>> start Text excerpt
"""
HuggingFace Hub.

Unlike the other schemes, we don't implement a `SchemeClient` subclass here because
`huggingface_hub` handles the caching logic internally in essentially the same way.
"""

from pathlib import Path
from typing import Optional

import huggingface_hub as hf_hub
import requests  # type: ignore[import-untyped]
from huggingface_hub.utils import (
    EntryNotFoundError,
    RepositoryNotFoundError,
    RevisionNotFoundError,
)

from ..common import PathOrStr
from ..version import VERSION


def hf_hub_download(
    model_identifier: str, filename: Optional[str], cache_dir: Optional[PathOrStr] = None
) -> Path:
    revision: Optional[str]
    if "@" in model_identifier:
        repo_id = model_identifier.split("@")[0]
        revision = model_identifier.split("@")[1]
    else:
        repo_id = model_identifier
        revision = None

    if filename is not None:
        return Path(
            hf_hub.hf_hub_download(
                repo_id=repo_id,
                filename=filename,
                revision=revision,
                library_name="cached_path",
                library_version=VERSION,
                cache_dir=cache_dir,
            )
>> end Text excerpt
Problems and tasks:
a: According to the HuggingFace Hub code, why is there no `SchemeClient` subclass for this scheme?
b: List every keyword argument that the HuggingFace Hub code passes to `hf_hub.hf_hub_download`.
c: Write the next lines of the HuggingFace Hub code, starting after its last line.
>> start Data shown
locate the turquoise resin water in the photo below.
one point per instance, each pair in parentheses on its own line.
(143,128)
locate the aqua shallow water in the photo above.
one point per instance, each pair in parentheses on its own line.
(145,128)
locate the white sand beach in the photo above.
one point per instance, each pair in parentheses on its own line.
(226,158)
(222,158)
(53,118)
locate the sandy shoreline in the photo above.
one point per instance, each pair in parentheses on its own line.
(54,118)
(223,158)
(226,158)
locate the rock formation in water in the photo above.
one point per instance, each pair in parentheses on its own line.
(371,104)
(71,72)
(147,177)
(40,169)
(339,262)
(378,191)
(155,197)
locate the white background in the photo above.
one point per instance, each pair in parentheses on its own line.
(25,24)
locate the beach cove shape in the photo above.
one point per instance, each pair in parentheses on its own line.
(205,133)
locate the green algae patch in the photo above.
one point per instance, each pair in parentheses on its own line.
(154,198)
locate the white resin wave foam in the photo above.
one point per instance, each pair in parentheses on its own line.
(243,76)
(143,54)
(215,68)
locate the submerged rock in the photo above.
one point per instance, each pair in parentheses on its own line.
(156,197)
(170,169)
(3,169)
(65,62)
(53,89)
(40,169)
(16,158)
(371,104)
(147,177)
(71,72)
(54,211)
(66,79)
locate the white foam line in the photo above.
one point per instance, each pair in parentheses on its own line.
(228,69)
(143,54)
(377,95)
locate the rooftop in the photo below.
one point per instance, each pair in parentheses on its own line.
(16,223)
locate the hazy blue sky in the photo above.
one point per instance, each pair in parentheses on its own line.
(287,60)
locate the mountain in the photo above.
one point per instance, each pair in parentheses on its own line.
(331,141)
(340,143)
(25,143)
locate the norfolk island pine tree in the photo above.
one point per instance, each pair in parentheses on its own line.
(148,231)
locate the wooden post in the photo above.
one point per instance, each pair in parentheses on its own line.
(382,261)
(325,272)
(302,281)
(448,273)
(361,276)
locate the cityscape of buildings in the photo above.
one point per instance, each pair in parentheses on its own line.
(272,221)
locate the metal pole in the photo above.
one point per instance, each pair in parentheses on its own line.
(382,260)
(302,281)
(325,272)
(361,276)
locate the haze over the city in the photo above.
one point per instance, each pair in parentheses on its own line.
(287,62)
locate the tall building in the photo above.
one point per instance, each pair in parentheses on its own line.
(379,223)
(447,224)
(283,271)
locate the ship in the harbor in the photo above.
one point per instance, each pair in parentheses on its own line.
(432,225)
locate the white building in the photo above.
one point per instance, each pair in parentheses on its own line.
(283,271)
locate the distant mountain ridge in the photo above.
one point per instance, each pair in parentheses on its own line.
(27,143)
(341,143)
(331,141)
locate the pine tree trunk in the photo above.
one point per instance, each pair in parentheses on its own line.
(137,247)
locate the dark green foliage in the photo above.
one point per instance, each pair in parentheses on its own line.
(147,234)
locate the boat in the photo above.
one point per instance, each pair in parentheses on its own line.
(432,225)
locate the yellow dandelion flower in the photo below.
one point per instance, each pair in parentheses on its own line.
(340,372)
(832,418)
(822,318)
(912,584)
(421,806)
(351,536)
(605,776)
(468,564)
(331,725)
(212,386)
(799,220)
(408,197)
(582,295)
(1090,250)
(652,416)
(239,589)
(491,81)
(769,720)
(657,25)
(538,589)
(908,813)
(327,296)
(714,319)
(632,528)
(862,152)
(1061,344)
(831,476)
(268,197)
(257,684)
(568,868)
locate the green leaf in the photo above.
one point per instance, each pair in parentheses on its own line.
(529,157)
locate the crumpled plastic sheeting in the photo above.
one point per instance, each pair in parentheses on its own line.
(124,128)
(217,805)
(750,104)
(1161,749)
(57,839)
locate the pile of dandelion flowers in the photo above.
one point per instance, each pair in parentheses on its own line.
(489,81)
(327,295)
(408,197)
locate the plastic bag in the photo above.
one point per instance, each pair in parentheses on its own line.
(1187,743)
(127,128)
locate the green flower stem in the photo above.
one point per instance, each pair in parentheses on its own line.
>> end Data shown
Responses to the exercise:
a: Because `huggingface_hub` handles the caching logic internally in essentially the same way.

b: repo_id, filename, revision, library_name, library_version, cache_dir

c:
        )
    else:
        return Path(hf_hub.snapshot_download(repo_id, revision=revision, cache_dir=cache_dir))


def hf_get_from_cache(url: str, cache_dir: Optional[PathOrStr] = None) -> Path:
    if cache_dir is not None:
        cache_dir = Path(cache_dir).expanduser()
        cache_dir.mkdir(parents=True, exist_ok=True)

    # Remove the 'hf://' prefix
    identifier = url[5:]

    if identifier.count("/") > 1:
        filename = "/".join(identifier.split("/")[2:])
        model_identifier = "/".join(identifier.split("/")[:2])
        return hf_hub_download(model_identifier, filename, cache_dir)
    elif identifier.count("/") == 1:
        # 'hf://' URLs like 'hf://xxxx/yyyy' are potentially ambiguous,
        # because this could refer to either:
        #  1. the file 'yyyy' in the 'xxxx' repository, or
        #  2. the repo 'yyyy' under the user/org name 'xxxx'.
        # We default to (1), but if we get a 404 error or 401 error then we try (2)
        try:
            model_identifier, filename = identifier.split("/")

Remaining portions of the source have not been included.